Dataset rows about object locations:
— BEGIN —

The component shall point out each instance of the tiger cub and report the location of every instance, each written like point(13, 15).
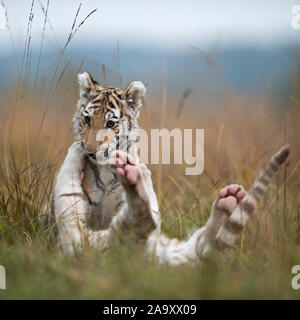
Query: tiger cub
point(97, 201)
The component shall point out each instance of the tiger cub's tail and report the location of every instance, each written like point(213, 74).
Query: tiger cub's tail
point(238, 219)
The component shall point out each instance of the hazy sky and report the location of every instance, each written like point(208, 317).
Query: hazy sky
point(163, 23)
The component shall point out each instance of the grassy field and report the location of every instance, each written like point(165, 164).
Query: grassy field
point(241, 133)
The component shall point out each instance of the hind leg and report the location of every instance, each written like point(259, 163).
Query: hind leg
point(226, 201)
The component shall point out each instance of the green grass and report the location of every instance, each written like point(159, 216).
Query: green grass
point(240, 131)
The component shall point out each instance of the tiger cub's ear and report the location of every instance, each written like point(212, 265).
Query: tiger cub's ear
point(134, 92)
point(86, 85)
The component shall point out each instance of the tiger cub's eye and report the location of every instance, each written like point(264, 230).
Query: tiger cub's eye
point(110, 124)
point(87, 120)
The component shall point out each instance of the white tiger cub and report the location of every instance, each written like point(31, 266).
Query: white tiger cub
point(95, 201)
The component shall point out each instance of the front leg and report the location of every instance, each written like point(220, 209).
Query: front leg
point(71, 207)
point(142, 208)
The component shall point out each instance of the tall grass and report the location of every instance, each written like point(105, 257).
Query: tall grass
point(241, 132)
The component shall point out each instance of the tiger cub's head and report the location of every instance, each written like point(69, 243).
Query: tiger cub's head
point(106, 118)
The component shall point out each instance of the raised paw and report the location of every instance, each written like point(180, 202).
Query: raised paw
point(127, 169)
point(229, 197)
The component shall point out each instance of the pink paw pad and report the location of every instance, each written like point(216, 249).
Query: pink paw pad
point(229, 197)
point(126, 168)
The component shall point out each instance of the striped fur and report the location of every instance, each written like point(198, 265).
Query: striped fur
point(238, 219)
point(101, 207)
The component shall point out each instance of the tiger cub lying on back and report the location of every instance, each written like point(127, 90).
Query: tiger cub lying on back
point(96, 202)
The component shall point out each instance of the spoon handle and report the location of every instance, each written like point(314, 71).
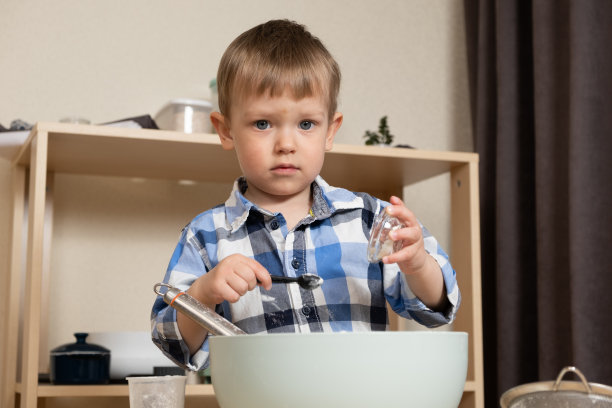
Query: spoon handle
point(283, 279)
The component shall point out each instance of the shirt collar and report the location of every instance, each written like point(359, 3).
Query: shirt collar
point(327, 200)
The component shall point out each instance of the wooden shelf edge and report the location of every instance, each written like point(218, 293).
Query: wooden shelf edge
point(470, 386)
point(110, 390)
point(121, 390)
point(212, 139)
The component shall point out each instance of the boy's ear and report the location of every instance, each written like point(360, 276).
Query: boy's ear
point(221, 124)
point(332, 130)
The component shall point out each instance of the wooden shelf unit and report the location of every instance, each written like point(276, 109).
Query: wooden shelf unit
point(111, 151)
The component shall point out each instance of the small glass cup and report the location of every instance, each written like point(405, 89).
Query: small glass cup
point(166, 391)
point(380, 245)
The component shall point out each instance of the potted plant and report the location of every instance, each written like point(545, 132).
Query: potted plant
point(382, 137)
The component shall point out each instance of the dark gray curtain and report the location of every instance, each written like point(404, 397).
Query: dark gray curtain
point(541, 82)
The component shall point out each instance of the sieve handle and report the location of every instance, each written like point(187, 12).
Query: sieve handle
point(574, 370)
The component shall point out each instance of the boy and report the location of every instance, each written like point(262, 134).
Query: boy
point(278, 87)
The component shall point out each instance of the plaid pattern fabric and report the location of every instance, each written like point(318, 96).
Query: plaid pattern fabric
point(330, 242)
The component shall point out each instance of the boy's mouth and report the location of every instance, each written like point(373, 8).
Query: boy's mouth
point(285, 168)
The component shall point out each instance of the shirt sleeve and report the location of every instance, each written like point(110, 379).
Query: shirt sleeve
point(406, 304)
point(186, 265)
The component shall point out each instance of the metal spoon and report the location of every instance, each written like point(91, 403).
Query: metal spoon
point(306, 281)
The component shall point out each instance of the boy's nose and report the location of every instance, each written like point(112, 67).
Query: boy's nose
point(285, 141)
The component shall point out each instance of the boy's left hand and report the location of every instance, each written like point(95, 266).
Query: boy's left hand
point(412, 258)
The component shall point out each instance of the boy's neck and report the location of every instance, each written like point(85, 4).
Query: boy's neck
point(293, 208)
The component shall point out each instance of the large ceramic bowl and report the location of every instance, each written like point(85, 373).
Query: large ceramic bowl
point(373, 369)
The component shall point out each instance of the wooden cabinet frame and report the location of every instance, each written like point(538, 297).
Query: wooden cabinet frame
point(101, 150)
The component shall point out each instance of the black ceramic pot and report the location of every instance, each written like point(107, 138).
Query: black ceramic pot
point(80, 363)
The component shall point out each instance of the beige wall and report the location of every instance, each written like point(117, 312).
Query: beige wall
point(107, 60)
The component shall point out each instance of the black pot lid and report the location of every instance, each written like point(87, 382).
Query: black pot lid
point(80, 347)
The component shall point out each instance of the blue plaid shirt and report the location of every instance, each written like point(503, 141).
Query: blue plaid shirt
point(330, 242)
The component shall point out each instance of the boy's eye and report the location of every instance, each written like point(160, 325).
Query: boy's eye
point(306, 125)
point(262, 124)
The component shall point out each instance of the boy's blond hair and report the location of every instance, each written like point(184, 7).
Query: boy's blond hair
point(275, 55)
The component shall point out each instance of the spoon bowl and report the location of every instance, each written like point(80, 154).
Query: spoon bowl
point(306, 281)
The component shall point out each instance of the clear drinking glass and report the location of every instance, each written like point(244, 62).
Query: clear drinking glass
point(380, 245)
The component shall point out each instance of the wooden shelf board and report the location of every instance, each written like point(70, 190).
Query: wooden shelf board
point(122, 390)
point(111, 390)
point(111, 151)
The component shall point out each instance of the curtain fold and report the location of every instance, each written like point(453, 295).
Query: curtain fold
point(541, 93)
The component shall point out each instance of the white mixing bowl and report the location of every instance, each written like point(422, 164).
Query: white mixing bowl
point(371, 369)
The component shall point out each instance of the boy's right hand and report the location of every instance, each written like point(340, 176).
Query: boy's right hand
point(232, 278)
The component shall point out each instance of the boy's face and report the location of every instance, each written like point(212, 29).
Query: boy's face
point(280, 142)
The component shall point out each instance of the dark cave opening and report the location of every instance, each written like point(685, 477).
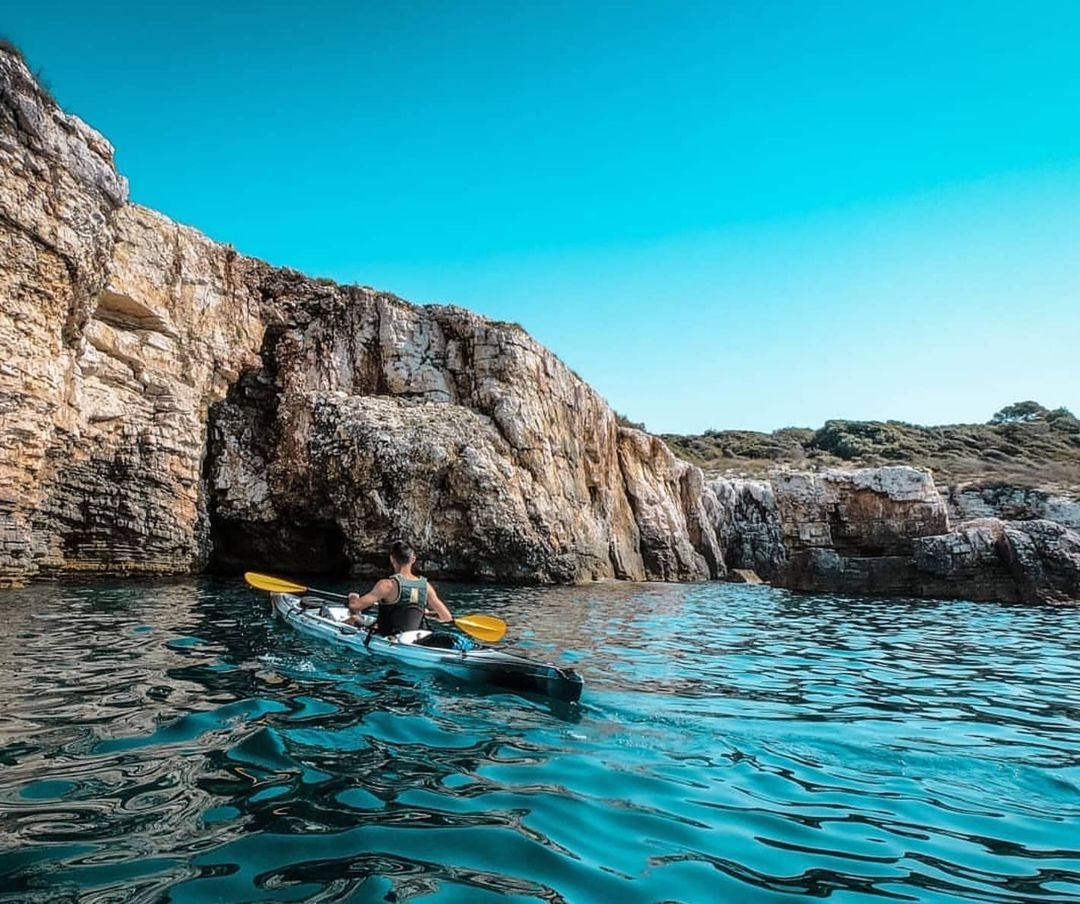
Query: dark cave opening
point(285, 548)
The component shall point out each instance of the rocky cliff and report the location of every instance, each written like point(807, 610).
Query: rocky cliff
point(169, 405)
point(887, 530)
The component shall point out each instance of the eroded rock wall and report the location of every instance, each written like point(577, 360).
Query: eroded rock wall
point(887, 530)
point(351, 417)
point(376, 418)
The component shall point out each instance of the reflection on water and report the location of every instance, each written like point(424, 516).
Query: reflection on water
point(171, 742)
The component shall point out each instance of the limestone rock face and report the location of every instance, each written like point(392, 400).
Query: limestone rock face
point(373, 419)
point(994, 499)
point(746, 521)
point(351, 417)
point(58, 193)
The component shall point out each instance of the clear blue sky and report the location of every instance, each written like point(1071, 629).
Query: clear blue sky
point(723, 214)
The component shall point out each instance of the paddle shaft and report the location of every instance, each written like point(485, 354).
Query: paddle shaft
point(485, 628)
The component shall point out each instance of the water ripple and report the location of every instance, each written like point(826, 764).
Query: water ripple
point(169, 741)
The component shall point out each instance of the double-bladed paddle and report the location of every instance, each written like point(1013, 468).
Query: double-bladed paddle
point(483, 628)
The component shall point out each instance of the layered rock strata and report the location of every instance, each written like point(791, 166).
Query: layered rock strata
point(887, 530)
point(166, 402)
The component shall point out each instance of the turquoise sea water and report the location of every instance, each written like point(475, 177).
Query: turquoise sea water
point(171, 742)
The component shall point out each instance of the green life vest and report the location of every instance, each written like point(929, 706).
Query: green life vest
point(405, 612)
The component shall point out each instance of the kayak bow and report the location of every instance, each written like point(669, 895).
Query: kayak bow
point(491, 666)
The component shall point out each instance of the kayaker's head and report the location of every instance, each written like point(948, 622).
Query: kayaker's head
point(402, 555)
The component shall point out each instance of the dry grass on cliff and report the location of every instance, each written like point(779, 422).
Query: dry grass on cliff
point(1040, 450)
point(39, 76)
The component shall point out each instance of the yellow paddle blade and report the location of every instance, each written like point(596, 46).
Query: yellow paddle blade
point(272, 584)
point(483, 628)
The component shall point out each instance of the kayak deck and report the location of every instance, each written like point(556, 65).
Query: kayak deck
point(496, 668)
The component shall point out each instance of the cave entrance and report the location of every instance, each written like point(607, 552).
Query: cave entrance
point(293, 548)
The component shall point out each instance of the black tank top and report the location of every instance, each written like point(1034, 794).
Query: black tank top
point(406, 611)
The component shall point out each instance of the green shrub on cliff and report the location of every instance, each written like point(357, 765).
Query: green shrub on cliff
point(1023, 443)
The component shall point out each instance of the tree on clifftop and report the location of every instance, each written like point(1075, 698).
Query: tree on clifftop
point(1020, 412)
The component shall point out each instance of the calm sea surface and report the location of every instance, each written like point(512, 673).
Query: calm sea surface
point(171, 742)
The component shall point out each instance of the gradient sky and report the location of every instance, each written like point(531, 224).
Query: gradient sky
point(732, 215)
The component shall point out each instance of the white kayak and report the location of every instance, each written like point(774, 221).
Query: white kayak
point(496, 668)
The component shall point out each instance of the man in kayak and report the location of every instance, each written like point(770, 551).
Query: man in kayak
point(403, 598)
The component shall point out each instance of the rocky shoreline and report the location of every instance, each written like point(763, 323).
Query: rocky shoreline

— END —

Exercise directions: Reproduce the rows from the very beginning through the line containing "point(163, 23)", with both ends included. Leave the pictures out of your copy.

The output:
The component shall point out each instance of the tiger cub and report the location of every instance, each written like point(13, 15).
Query: tiger cub
point(97, 201)
The component shall point out each instance of the tiger cub's tail and report the location of every instance, each written like point(213, 74).
Query: tiger cub's tail
point(238, 219)
The component shall point out each instance of the hazy sky and report the location of every instance, each written like point(208, 317).
Query: hazy sky
point(163, 23)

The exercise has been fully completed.